** begin Entries shown **
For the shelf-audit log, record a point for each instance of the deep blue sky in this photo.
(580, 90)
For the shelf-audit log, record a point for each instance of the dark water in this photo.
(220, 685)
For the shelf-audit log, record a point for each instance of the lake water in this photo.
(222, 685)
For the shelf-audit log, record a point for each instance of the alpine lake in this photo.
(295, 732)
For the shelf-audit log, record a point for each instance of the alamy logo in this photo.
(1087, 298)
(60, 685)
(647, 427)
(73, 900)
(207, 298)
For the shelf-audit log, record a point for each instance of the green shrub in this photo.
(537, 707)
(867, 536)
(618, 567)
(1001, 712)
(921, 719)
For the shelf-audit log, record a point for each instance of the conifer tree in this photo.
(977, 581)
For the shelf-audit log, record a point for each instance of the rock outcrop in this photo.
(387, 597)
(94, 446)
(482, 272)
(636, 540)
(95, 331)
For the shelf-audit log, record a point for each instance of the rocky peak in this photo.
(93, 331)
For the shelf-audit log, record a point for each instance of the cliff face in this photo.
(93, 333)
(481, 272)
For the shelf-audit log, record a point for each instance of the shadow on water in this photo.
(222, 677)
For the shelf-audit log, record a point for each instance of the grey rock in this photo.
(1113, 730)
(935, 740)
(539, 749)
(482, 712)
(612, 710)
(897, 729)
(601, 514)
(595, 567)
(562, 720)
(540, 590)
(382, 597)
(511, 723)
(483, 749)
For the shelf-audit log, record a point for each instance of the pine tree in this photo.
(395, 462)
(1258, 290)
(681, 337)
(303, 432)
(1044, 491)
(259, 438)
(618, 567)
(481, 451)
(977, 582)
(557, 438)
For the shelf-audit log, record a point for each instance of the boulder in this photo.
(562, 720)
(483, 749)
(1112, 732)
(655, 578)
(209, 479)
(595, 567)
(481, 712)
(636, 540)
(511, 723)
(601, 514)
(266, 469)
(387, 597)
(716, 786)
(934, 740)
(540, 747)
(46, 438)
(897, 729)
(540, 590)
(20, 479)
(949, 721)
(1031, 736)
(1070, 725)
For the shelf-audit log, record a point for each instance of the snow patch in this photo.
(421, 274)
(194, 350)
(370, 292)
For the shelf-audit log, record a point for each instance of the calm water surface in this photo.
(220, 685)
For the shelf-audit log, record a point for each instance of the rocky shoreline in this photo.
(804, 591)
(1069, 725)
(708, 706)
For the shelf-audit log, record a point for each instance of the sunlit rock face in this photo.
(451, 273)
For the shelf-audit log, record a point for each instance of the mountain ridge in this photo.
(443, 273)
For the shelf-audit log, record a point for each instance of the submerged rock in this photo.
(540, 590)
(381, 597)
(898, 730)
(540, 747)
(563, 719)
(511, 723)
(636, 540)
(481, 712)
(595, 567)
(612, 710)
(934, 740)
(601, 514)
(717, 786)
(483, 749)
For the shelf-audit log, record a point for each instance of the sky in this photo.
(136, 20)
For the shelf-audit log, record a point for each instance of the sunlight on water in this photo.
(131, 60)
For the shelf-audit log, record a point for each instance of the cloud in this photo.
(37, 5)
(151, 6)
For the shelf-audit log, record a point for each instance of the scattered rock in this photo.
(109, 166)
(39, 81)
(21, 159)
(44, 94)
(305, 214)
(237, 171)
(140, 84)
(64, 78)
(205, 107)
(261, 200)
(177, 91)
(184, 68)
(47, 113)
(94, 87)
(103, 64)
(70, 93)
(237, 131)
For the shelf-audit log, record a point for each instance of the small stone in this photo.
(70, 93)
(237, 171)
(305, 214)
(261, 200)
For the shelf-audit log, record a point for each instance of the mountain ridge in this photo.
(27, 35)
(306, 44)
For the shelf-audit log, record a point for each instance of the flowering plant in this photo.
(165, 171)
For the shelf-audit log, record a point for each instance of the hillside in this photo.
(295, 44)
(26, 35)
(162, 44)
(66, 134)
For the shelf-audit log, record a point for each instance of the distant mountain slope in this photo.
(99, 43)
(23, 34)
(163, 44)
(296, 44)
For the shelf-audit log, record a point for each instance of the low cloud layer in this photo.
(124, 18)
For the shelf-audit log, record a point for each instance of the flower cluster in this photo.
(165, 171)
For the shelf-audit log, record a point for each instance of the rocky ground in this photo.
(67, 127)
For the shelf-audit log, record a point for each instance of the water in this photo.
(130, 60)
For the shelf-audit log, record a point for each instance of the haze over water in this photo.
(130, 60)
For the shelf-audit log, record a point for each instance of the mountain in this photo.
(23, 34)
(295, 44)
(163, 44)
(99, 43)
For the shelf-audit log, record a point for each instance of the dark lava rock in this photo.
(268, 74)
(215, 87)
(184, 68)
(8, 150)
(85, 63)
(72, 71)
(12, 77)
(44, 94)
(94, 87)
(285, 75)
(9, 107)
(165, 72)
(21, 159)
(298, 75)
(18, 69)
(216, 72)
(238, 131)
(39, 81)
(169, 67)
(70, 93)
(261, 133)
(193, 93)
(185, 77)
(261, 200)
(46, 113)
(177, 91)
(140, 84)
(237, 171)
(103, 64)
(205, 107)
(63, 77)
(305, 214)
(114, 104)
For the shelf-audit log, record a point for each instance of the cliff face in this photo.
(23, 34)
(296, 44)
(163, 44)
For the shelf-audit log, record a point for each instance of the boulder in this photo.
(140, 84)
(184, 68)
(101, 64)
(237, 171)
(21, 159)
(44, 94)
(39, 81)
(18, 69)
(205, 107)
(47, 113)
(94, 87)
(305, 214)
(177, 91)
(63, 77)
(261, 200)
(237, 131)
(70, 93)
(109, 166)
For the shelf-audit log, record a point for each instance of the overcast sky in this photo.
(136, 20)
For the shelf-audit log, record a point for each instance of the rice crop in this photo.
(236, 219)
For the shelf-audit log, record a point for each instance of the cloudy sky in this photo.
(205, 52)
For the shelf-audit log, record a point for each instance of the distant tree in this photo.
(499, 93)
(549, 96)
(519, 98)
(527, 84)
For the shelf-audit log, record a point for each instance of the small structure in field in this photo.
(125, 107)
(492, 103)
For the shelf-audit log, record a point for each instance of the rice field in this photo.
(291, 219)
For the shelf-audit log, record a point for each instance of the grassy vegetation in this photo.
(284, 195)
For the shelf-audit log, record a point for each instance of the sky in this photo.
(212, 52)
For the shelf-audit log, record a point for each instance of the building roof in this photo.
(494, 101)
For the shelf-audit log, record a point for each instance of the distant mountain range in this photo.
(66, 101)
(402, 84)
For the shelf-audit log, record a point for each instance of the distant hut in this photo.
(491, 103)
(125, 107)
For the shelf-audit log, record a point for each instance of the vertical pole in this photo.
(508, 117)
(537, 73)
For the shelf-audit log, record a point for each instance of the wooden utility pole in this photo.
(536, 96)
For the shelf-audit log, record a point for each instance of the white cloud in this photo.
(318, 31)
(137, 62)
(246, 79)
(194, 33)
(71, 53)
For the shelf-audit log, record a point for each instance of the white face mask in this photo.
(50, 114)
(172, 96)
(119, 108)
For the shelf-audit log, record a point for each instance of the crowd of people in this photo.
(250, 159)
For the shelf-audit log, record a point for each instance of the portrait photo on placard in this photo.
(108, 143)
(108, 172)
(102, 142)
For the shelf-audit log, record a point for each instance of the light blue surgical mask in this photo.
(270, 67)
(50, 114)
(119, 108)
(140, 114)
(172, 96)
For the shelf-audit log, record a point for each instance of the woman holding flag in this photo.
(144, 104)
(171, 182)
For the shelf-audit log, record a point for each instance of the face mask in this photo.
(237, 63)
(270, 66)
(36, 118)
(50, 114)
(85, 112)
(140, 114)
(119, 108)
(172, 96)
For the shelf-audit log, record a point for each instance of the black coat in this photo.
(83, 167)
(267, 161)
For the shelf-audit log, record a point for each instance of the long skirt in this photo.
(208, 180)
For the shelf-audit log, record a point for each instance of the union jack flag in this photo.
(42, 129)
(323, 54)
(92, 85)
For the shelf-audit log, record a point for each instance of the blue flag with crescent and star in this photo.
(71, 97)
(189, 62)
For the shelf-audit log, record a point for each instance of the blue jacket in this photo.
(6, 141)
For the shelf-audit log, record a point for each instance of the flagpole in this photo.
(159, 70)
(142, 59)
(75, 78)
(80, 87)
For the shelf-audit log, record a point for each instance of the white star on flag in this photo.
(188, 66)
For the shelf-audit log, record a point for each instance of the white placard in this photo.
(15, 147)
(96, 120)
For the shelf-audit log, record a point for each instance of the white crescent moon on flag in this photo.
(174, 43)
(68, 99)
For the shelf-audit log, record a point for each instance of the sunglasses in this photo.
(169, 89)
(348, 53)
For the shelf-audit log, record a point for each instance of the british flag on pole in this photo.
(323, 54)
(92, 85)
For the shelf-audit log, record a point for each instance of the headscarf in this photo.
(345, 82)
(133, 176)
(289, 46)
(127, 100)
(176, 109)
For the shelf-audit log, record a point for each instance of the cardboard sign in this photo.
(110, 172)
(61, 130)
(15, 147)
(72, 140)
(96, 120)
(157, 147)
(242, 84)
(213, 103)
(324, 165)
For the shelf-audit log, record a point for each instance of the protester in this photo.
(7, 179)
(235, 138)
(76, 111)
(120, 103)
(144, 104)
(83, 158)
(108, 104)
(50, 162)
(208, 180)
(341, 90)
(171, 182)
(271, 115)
** end Entries shown **
→ **Aim of the task**
Copy the records verbatim, beginning at the line containing "peak in this photo." and continuing through the line containing "(1070, 725)", both included.

→ **Task response**
For the shelf-audit log, record a point for each instance of the rocky peak in this photo.
(93, 331)
For the shelf-audit log, record a point for each instance of the cliff face in this photo.
(93, 333)
(481, 272)
For the shelf-audit log, record a point for each instance of the shadow on water in this photo.
(222, 677)
For the shelf-audit log, record a point for each instance of the grey rock in this photo.
(1113, 730)
(935, 740)
(539, 749)
(482, 712)
(612, 710)
(897, 729)
(601, 514)
(595, 567)
(562, 720)
(540, 590)
(382, 597)
(511, 723)
(483, 749)
For the shelf-audit log, record a point for each instance of the pine tree in this photo.
(395, 462)
(1258, 290)
(681, 337)
(303, 432)
(1044, 491)
(259, 438)
(618, 567)
(481, 451)
(977, 582)
(557, 438)
For the shelf-audit log, record a point for each instance of the boulder in this photo.
(562, 720)
(483, 749)
(1112, 732)
(655, 578)
(209, 479)
(595, 567)
(481, 712)
(636, 540)
(511, 723)
(601, 514)
(266, 469)
(387, 597)
(716, 786)
(934, 740)
(540, 747)
(46, 438)
(897, 729)
(540, 590)
(20, 479)
(949, 721)
(1031, 736)
(1070, 725)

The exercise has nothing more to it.